* [Work to complete] Would you retype all of these records exactly?

Position annotation records:
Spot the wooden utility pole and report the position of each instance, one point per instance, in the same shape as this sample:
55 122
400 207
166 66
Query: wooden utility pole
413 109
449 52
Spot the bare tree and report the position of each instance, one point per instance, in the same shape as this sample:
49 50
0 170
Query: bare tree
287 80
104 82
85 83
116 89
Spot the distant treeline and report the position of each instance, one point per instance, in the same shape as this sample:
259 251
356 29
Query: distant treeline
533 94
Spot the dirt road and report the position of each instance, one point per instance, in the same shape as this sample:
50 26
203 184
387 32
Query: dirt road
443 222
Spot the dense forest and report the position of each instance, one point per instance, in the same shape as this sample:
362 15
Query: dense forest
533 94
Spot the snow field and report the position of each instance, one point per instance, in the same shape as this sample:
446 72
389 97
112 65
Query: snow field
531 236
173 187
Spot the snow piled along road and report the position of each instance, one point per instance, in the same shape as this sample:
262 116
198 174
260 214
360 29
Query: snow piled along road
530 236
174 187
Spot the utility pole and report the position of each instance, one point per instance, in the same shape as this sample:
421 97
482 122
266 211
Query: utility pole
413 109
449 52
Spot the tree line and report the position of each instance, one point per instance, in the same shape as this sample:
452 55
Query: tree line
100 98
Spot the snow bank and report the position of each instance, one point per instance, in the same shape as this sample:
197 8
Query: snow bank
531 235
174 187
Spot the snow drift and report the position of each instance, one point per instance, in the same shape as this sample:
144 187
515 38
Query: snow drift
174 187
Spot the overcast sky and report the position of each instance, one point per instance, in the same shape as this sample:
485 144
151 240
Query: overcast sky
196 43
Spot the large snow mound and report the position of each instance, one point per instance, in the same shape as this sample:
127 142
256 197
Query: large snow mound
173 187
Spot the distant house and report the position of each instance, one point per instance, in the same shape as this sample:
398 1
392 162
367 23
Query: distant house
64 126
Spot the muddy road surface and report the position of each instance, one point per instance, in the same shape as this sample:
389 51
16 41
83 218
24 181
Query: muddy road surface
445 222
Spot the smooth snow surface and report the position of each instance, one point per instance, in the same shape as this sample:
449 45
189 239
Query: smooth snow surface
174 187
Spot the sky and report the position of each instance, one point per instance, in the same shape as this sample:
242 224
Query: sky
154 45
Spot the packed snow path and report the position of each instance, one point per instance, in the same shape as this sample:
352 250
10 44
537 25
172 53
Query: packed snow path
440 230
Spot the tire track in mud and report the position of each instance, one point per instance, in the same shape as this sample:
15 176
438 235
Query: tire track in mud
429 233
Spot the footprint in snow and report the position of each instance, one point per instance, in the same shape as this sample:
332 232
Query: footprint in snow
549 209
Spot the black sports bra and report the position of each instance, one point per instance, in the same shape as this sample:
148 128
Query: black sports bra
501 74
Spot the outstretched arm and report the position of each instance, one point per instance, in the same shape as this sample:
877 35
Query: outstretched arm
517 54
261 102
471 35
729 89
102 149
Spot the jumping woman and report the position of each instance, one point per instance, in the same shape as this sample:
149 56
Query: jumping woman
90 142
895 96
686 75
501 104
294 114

* [Written solution]
Spot the wooden utility pole and report the position of each instance, one point per instance, in the same shape as this sample:
55 122
400 207
166 66
Query: wooden utility pole
413 109
449 52
Spot the bare tree and report the position of each instance, one point per instance, in the same shape as this sample:
49 50
0 170
Query: bare tree
287 80
104 82
85 83
116 89
Spot the distant treeline and report the position of each instance, one point per instance, in the same shape as this sample:
259 251
356 29
Query: distant treeline
533 94
Spot the dirt road and report the position of each instance, one point per instance, in the same shape as this sample:
50 26
203 184
387 32
Query: dirt road
443 222
Spot the dense forest and report the position of each instance, one point per instance, in the same shape as this sample:
362 15
Query: dense forest
533 94
Spot the snow field and report the position of each instance, one point per instance, in the same shape as this sample:
446 72
389 97
112 65
Query: snow field
531 236
173 187
Spot the snow piled along road and report the position of each instance, one point per instance, in the same shape as this sample:
262 116
198 174
260 214
360 29
Query: snow piled along road
530 236
174 187
Spot the utility pole and report the position of each instance, one point per instance, in the same shape as this sample:
421 97
482 122
266 211
Query: utility pole
413 109
449 52
Spot the tree line and report the position of each instance, one point per instance, in the same shape as this sample:
452 55
Query: tree line
100 98
Spot the snow bank and report the position of each instance, one point per instance, in the same shape as this sample:
197 8
Query: snow bank
531 235
174 187
Spot the snow drift and report the position of each instance, one point per instance, in the same shape as this sample:
144 187
515 38
Query: snow drift
174 187
Spot the overcast sky and report the position of each instance, one point per instance, in the same shape as this sample:
485 144
151 240
Query: overcast sky
196 43
Spot the large snow mound and report the position of each instance, one point per instance, in the same shape as this sample:
127 142
256 197
Query: large snow mound
173 187
Spot the distant house and report the position of each instance, one point per instance, in the same shape as this sample:
398 1
392 162
367 23
Query: distant house
64 126
Spot the muddy road surface and report the position of each instance, one point per instance, in the same shape as this sample:
389 51
16 41
83 218
24 181
Query: muddy road surface
445 222
Spot the smooth snow surface and report the position of each instance, one point per instance, in the same shape as this sample:
449 45
189 239
Query: smooth snow surface
174 187
Spot the sky and report the position of each instance, one point per instance, in the same shape as this sample:
242 224
Query: sky
154 45
Spot the packed snow path and report the position of each instance, one point per instance, in the same shape as this sample:
352 250
10 44
537 25
172 53
Query: packed snow path
440 230
Spot the tire track in mud and report the position of each instance, one point per instance, in the same shape as this sample:
15 176
438 235
Query: tire track in mud
429 233
Spot the footprint in snow and report the position of each instance, one point per instance, in the same shape as this sample:
332 232
Query: footprint in snow
549 209
Spot the black sports bra and report the position of each instance, one point per instance, in the same shape as this sample:
148 128
Query: black sports bra
501 74
Spot the outstretched arm and report the position of each instance, one point per instance, in the same shape as this sample:
877 35
Query: outstretched arm
517 54
261 102
471 35
729 89
102 149
Spot the jumping woman and report the position of each instance, one point per instance, in the same shape as this sample:
149 56
Query: jumping woman
90 142
895 96
686 75
501 104
294 114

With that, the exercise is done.